▸ Reading passage
5 Steps To Effective Apologizing
I joke with my clients that 100% of my couples have been raised in different households, so injuring one another is inevitable even if you’re the most well-meaning couple. As a consequence, I believe the skill of apologizing is more important than avoiding injury. In fact, if you’re telling yourself you’re doing something to “avoid injury,” you’re likely withdrawing instead, which can cause more harm than good.
No one is perfect, and misunderstandings and mistakes are bound to happen. However, it’s important to take responsibility for our actions and apologize when we’ve hurt or upset our significant other. How important is it? It’s so important that John Gottman’s research shows that married couples that survive 10-20 years in his longitudinal studies have a ratio of 5:1 of positive gestures: negative gestures. Here are 5 steps that can make you more effective in your apologies.
Step 1: Acknowledge What Happened And Your Role.
The first step in making a sincere apology is to acknowledge what you did wrong. This means taking responsibility for your actions and admitting that you made a mistake. Avoid making excuses or blaming others for your behavior. Instead, focus on the impact that your actions had on your spouse or partner.
For example, if you forgot an important event or commitment, acknowledge that you let your partner down and caused them to feel disappointed or hurt.
Step 2: Express Remorse
Here’s the TLDR for this step: “I’m Sorry.” Because verbals and non verbals matter, this means showing genuine regret for what you did. It’s important to use “I” statements and avoid making excuses or deflecting blame.
For example, you might say, “I’m really sorry that I forgot our anniversary. I know how much it means to you and I feel terrible that I let you down.”

▸ Prompt 1
Copy word for word the part of the apology guide that opens with the words containing "The first step" and closes with "spouse or partner.".
▸ Prompt 2
According to the apology guide, what ratio of positive to negative gestures do married couples who last 10-20 years in John Gottman's studies have?
▸ Prompt 3
Carry the apology guide forward from its last sentence, writing the part that comes next.

▸ Available data
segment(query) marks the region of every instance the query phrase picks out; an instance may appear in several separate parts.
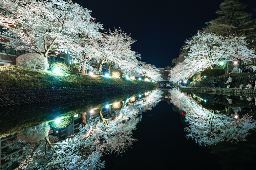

▸ Final answer 1
The first step in making a sincere apology is to acknowledge what you did wrong. This means taking responsibility for your actions and admitting that you made a mistake. Avoid making excuses or blaming others for your behavior. Instead, focus on the impact that your actions had on your spouse or partner.

▸ Final answer 2
5:1

▸ Final answer 3
Step 3: Make Amends
The third step in apologizing is to make amends for your actions. This means taking steps to make things right and repair the damage that you caused. This might involve offering a solution or compromise that will make your partner feel better.
For example, if you forgot an important event, you might offer to plan a special date night or surprise to make up for it.
Step 4: Promise To Do Better
The fourth step is to promise to do better in the future. This means committing to making changes in your behavior or habits to prevent similar mistakes from happening in the future.
For example, you might promise to put important dates and commitments in your calendar, or make a habit of checking in with your partner regularly to make sure you’re on the same page.
Step 5: Give Your Partner Time and Space
Remember this apology isn’t about you! The final step is to give your partner time and space to process their emotions and thoughts. Apologizing is an important step, but it’s not a magic solution that will instantly fix everything. Your partner may need time to heal and regain trust in the relationship.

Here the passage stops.